## Set exercise A
Reproduce the listing lines verbatim, from the line containing "# locate speckled" through the final line of the listing.

** START OF Passage **

The day before the presentation, the Library of Congress Blog published an interview with Professor Witte in which he discussed his study of faith-based family law systems and how these operate in different Western countries, including the United States.  Professor Witte’s presentation delved into the issues that such family law systems present, and face, when they come into contact with a country’s legal system.

Marriage Certificate (New York, 1871). Certificate reads: This is to certify that in accordance with the laws of the State of New York Murray D. Lamson and Alvina B. Burrill were by me united in marriage in New York City February 21st 1871 H. B. Williamson minister. (Source: Library of Congress Prints and Photographs Division)

Professor Witte discussed how the governments and courts of some countries, such as Australia, Canada, and England, have started to approach questions relating to the accommodation of religious family laws, including those relating to Muslim marriage contracts.  For example, in England, courts have upheld the awards of Muslim tribunals and other religious authorities in marriage and family disputes, while Canada rejected such arbitration but provides various freedoms to apply religious frameworks in other areas.

Marriage is a particularly interesting area as it has long been regarded as both a religious and a legal institution.  Professor Witte talked about how the legal framework for marriage has been reformed multiple times over the centuries in the context of tensions and battles between church and state.  For example, in the eleventh and twelfth centuries, when the Catholic Church became an independent legal authority, the church took full jurisdiction over marriage, with only canon laws applying to the institution.  Then, in the sixteenth century, Protestant reformers rejected the canon law of marriage and legal control was transferred to the Christian magistrate.  Following the French Revolution, marriage in that country became part of the realm of secular state authorities.  Professor Witte discussed the “privatization” of marriage in Western societies today, where marriage is primarily a private contract between two people, with various state rules applying both to its creation and dissolution.  The roles of both the church and the state in relation to such contracts have been greatly reduced as a result of legal changes over the past century, he said.

** END OF Passage **
** START OF Listed entries **

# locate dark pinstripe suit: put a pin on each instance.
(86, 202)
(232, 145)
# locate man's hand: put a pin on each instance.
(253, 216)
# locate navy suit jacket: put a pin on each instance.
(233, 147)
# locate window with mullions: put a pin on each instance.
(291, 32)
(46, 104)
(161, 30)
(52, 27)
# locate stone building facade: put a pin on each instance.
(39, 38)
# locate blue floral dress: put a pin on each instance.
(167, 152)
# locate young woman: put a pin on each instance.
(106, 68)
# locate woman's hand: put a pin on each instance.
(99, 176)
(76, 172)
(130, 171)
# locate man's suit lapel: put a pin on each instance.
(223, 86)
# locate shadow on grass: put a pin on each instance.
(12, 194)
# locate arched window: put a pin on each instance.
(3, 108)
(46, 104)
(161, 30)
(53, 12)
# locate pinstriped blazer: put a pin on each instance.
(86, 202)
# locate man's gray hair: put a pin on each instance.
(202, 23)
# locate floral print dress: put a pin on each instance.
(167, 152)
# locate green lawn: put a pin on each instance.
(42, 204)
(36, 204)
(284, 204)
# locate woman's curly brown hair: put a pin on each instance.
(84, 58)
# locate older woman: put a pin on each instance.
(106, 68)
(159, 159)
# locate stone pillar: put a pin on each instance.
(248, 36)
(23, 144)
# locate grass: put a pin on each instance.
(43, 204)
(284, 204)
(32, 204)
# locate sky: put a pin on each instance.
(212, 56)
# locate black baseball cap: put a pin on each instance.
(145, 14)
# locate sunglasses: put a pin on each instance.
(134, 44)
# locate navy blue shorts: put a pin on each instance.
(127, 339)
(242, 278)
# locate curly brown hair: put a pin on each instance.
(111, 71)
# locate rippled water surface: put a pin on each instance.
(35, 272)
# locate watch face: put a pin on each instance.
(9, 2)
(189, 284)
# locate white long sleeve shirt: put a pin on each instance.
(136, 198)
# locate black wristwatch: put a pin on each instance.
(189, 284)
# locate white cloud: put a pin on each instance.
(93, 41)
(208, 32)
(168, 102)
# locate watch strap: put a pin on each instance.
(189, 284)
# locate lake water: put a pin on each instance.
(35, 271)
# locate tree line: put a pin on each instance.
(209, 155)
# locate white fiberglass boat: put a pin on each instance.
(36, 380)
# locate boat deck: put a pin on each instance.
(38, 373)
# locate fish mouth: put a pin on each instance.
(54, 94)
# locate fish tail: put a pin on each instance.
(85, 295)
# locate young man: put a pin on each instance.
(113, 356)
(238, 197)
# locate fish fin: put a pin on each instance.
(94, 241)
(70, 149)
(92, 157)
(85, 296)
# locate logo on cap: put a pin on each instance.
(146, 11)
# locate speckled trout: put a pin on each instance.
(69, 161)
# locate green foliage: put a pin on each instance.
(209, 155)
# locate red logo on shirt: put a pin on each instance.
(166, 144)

** END OF Listed entries **

## Set exercise B
According to the passage on faith-based family law, in which centuries did the Catholic Church take full jurisdiction over marriage?

## Full output A
# locate speckled trout: put a pin on each instance.
(69, 161)
# locate green foliage: put a pin on each instance.
(209, 155)
# locate red logo on shirt: put a pin on each instance.
(166, 144)

## Full output B
The eleventh and twelfth centuries.